Problem to work on: Each line below must be set down exactly as it stands.

Extracted data entries:
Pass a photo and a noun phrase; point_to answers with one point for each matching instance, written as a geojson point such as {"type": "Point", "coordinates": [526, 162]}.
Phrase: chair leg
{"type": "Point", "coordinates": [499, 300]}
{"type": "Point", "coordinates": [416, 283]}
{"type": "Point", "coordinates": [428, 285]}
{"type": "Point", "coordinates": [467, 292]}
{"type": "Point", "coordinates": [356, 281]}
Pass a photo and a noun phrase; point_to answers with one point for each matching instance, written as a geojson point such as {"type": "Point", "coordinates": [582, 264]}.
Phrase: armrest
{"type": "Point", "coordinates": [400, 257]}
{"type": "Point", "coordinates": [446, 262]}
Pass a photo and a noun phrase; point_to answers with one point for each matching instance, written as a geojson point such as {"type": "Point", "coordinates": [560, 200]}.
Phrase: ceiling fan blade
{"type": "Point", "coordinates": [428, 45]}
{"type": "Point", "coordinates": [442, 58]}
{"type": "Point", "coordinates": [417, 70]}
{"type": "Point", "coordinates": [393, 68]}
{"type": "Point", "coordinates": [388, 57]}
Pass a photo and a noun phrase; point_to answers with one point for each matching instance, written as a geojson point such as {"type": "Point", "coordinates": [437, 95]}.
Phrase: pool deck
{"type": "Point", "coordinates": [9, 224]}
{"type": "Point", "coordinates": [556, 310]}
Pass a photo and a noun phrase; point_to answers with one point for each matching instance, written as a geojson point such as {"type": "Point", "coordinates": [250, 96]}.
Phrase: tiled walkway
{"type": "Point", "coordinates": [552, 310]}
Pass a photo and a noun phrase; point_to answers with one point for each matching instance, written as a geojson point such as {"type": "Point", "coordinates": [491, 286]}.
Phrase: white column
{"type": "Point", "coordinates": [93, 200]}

The completed task:
Pass a photo and a noun phrase; point_to answers with one point for each matching instance, written as a geojson point such as {"type": "Point", "coordinates": [526, 162]}.
Phrase: chair leg
{"type": "Point", "coordinates": [499, 300]}
{"type": "Point", "coordinates": [416, 283]}
{"type": "Point", "coordinates": [428, 285]}
{"type": "Point", "coordinates": [467, 292]}
{"type": "Point", "coordinates": [356, 281]}
Pass a photo and a noun phrase; point_to answers with one point for each matching instance, written as a geojson point such as {"type": "Point", "coordinates": [582, 264]}.
Phrase: armrest
{"type": "Point", "coordinates": [400, 257]}
{"type": "Point", "coordinates": [446, 262]}
Pass a photo and a noun phrase; point_to answers with one point for each matching instance, written as a geojson point such as {"type": "Point", "coordinates": [560, 200]}.
Phrase: ceiling fan blade
{"type": "Point", "coordinates": [428, 45]}
{"type": "Point", "coordinates": [442, 58]}
{"type": "Point", "coordinates": [417, 70]}
{"type": "Point", "coordinates": [393, 68]}
{"type": "Point", "coordinates": [388, 57]}
Pass a photo and a noun phrase; point_to answers with one point for each matching instance, written as a geojson point such as {"type": "Point", "coordinates": [437, 95]}.
Phrase: pool deck
{"type": "Point", "coordinates": [9, 224]}
{"type": "Point", "coordinates": [556, 310]}
Pass a photo and a noun phrase; point_to answers with one point for each matching instance, written as a geojson point such as {"type": "Point", "coordinates": [250, 96]}.
Phrase: tiled walkway
{"type": "Point", "coordinates": [552, 310]}
Pass a photo and a noun phrase; point_to answers with one point for each matching instance, written as a geojson point such as {"type": "Point", "coordinates": [491, 286]}.
Phrase: white column
{"type": "Point", "coordinates": [93, 200]}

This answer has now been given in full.